● OBJECTIVE
Reproduce, character for character, the stretch of rows from the one containing "like [130, 167]." through the final row below, including both ends.

━━━

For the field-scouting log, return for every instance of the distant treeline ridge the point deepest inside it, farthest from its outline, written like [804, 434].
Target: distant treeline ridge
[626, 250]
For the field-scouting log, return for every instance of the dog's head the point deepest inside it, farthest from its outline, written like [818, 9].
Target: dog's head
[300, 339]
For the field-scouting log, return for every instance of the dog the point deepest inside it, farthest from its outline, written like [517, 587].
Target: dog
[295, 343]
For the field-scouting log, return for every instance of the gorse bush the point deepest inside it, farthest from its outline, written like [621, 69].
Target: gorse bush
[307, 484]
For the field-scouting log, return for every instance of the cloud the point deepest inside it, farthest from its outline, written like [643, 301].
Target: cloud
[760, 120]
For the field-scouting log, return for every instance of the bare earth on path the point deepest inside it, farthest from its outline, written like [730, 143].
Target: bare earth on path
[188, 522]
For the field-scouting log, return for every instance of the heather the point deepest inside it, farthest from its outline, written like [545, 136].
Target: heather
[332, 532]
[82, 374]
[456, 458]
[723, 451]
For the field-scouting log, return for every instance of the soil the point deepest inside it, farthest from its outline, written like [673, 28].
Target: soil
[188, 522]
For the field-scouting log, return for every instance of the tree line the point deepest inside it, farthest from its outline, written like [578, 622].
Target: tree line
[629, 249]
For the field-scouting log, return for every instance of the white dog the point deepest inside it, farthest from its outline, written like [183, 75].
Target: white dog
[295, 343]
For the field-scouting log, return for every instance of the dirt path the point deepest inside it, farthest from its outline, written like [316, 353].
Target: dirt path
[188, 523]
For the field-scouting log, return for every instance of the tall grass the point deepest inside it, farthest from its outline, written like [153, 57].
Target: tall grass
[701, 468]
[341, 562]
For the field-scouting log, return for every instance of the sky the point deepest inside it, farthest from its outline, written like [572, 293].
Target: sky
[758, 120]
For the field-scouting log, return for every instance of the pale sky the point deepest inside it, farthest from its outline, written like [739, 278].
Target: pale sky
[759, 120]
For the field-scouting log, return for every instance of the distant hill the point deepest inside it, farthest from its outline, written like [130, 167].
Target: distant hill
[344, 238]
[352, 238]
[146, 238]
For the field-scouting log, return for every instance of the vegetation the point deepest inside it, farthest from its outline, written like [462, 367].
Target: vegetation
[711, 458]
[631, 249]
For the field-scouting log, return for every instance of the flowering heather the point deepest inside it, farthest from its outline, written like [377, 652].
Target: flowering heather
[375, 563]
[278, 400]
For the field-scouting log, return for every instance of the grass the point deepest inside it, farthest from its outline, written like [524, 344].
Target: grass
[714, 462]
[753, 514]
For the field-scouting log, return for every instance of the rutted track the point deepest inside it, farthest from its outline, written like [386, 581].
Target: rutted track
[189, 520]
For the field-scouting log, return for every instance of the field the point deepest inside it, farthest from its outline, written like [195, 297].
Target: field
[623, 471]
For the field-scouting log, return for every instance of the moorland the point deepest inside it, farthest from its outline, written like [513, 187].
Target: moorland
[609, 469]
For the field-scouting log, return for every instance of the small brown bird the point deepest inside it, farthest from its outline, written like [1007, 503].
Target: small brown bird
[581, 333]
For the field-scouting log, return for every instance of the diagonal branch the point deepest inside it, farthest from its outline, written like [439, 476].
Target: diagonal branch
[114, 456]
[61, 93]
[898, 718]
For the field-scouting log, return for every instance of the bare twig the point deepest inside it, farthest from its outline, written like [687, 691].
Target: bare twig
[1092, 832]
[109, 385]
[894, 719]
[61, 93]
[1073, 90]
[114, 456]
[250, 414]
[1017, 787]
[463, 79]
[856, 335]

━━━

● RESULT
For the field-scouting log, return for every instance of the distant hill the point deepest inside it, farthest from its outline, written like [130, 167].
Target: distant hill
[344, 238]
[352, 238]
[146, 238]
For the field-scouting log, return for every instance of the vegetation the point deepest inside it, farthest from its outline, written like [462, 367].
Target: vegetation
[711, 458]
[631, 249]
For the field-scouting log, return for every instance of the flowering heather the point deepest inside it, farthest from its outline, written like [377, 652].
Target: flowering heather
[375, 563]
[278, 400]
For the field-scouting log, return for every instance of the grass the point deepest inside it, farthest from its outline, written like [524, 344].
Target: grass
[714, 462]
[753, 514]
For the field-scouting log, return for every instance of the rutted track the point deepest inside it, farthest from its outline, written like [386, 581].
Target: rutted track
[189, 520]
For the field-scouting log, return for every instance of the field the point deepest inside it, farthest from its outline, written like [195, 297].
Target: field
[623, 471]
For the field-scouting log, return for every instance of the moorland the point deepest inside it, farthest from its outline, written like [513, 187].
Target: moorland
[609, 469]
For the field-scouting log, return for every instance of the small brown bird the point deepest inside it, farthest from its outline, written like [1007, 503].
Target: small brown bird
[581, 333]
For the field-scouting log, return for every instance of the diagonal branch the point deepest inside it, farthest from its outline, written like [439, 476].
Target: diagonal branch
[114, 456]
[61, 93]
[898, 718]
For the field-scouting log, return for every instance of the bare twig the point deepest inside it, farthest from its outline, written like [687, 691].
Target: bare twig
[1092, 832]
[109, 385]
[894, 719]
[61, 93]
[1073, 90]
[114, 456]
[250, 414]
[1017, 787]
[463, 79]
[856, 335]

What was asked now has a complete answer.